# Sigh water damage and thisnew england winter is ruining everything! Help!



## twinturboJDMA (Jan 20, 2009)

hello fellow a6-ers
tragedy has struck, and somehow water has seeped into my car via some sort of clogged water duct. As a result water flooded into the rear passenger side floor and has ruined my TCM and from what my dash is signaling my ABS module as well....
This happened about a month ago, maybe a little less, since then as a result of me being quite broke, I havent been able to get my car towed to a shop to be evaluated/priced. Since then I have been trying to go outside and start the engine and warm it up at least once a week. Everytihng was fine at first....but recently, my car has ceased to start, my battery appears to be ****ting the bed, and I do not know why.
My question is a simple one, I am looking for the thoughts and helpful opinions of some car guys far more knowledgeable than me.
What do I do? Whats going on with my car? No battery power, tranny in safe mode...
Worst part of all of this is that about a month ao when this all started I had just ixed and fine tuned every other problem that wa splaguing my car, mainly new tires, new brakes and rotors, and an alignment. Then my dash was clear and dark, no warning lights, no nothing....now....well now everytihng is worng.
Please help/advise!!! I am hoping to have my car back on the road before the spring!
-TwinturboJD


----------



## jettasmooth (Aug 7, 2002)

*Re: Sigh water damage and thisnew england winter is ruining everything! Help! (twinturboJDMA)*

ill be keeping an eye on this. Sorry I don't have any solutions for you, since im new to my A6. I am curious to see if someone has a solution to the clogged drains, or a simple way to clean them. Good luck, sorry to hear about the car.....


----------



## Massboykie (Aug 15, 2006)

*Re: Sigh water damage and thisnew england winter is ruining everything! Help! (twinturboJDMA)*

Hey Twin
Sorry to hear that. Sucks.

### RECORDS
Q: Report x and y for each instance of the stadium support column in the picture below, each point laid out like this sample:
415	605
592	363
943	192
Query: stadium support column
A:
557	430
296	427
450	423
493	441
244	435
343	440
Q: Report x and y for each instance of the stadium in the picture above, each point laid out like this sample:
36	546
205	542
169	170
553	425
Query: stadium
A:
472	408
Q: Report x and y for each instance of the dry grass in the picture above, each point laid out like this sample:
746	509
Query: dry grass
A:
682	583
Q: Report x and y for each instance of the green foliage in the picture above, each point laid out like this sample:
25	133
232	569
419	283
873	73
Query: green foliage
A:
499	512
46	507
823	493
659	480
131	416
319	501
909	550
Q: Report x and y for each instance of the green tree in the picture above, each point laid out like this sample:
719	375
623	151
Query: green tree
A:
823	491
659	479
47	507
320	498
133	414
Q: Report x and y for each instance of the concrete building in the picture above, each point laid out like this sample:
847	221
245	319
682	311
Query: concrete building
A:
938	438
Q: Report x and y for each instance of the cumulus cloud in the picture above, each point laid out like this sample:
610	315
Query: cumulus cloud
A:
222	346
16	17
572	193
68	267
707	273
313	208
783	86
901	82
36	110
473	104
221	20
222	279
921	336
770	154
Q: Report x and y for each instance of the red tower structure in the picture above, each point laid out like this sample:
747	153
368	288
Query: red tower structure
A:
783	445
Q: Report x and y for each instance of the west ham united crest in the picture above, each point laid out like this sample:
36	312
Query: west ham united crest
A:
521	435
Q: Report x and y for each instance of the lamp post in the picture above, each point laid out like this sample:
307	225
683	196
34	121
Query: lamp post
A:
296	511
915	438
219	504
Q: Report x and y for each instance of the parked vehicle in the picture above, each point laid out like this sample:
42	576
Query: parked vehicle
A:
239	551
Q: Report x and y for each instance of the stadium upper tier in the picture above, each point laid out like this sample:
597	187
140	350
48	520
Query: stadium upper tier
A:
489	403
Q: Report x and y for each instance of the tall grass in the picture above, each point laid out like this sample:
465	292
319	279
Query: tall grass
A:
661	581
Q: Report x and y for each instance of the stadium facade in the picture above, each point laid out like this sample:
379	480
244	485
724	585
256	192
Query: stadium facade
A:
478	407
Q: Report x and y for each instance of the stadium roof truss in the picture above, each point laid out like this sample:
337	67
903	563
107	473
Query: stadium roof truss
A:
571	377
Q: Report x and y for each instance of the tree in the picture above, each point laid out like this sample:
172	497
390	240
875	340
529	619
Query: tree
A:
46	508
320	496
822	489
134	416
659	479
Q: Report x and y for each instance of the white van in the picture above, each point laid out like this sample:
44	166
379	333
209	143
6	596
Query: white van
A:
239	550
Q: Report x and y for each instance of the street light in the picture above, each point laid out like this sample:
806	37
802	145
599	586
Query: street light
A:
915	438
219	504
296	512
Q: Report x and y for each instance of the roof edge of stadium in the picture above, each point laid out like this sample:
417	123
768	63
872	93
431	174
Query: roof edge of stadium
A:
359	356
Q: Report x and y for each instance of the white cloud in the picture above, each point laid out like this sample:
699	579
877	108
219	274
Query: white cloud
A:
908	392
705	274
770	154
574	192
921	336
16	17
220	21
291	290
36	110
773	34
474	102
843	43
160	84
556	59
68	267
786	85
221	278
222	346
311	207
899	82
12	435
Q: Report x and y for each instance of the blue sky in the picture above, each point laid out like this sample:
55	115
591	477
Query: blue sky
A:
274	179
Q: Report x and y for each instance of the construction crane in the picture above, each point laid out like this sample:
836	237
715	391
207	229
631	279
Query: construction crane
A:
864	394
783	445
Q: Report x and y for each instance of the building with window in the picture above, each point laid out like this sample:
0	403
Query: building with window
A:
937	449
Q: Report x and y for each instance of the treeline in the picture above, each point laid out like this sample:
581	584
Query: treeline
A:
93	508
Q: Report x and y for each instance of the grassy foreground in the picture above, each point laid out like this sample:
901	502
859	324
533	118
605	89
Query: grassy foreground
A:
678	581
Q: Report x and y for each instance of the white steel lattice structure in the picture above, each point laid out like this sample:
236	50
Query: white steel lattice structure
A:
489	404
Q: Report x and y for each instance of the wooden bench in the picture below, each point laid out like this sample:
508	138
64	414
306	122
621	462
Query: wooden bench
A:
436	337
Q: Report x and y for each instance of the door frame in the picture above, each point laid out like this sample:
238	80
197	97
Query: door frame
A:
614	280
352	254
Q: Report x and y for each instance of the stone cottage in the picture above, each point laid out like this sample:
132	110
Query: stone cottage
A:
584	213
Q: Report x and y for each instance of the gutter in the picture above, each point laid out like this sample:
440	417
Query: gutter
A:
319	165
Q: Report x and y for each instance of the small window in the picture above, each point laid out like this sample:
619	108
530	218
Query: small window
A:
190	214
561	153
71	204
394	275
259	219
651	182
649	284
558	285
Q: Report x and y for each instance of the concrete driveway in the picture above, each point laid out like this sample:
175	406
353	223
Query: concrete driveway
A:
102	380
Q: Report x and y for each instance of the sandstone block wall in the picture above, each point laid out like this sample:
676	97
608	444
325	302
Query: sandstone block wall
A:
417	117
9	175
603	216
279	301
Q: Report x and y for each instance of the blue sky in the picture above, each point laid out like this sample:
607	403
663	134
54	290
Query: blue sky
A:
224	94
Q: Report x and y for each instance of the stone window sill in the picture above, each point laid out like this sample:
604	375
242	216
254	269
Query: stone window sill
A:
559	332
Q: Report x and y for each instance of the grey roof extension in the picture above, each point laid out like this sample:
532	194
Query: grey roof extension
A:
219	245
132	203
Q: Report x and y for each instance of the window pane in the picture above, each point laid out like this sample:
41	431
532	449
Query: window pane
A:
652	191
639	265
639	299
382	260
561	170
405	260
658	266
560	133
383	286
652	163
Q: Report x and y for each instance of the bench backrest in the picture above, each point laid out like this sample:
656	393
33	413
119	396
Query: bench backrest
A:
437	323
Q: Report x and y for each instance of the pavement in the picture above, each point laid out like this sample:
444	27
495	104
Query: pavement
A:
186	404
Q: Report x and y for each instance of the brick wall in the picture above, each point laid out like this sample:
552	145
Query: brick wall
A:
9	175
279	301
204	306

* * *

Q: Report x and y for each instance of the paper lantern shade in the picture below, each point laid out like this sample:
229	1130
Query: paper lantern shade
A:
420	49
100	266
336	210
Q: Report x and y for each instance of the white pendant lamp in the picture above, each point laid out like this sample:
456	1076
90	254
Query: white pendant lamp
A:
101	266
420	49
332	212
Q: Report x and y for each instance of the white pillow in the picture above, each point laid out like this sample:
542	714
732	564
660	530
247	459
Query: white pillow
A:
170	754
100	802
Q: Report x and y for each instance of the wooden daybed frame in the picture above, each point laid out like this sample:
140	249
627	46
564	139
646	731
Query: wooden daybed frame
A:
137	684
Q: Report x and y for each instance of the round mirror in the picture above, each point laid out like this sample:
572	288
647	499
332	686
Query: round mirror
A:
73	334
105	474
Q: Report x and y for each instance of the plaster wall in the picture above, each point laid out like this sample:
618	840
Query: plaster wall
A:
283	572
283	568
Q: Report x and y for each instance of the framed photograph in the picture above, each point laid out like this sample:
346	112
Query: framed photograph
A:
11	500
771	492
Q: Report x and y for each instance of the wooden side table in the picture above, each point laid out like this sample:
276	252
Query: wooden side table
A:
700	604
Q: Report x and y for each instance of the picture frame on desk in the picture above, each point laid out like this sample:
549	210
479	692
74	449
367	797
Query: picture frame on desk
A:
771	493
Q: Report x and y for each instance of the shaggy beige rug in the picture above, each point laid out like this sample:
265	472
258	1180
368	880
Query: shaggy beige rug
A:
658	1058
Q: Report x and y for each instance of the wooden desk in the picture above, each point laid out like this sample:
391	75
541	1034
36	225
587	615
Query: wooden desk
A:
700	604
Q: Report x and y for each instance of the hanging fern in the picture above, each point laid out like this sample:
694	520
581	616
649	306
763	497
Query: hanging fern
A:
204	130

### SET EXERCISE
Please answer from the forum thread: which floor area of the car did the water flood? The data isn't needed for this.

### RESPONSE
The rear passenger side floor.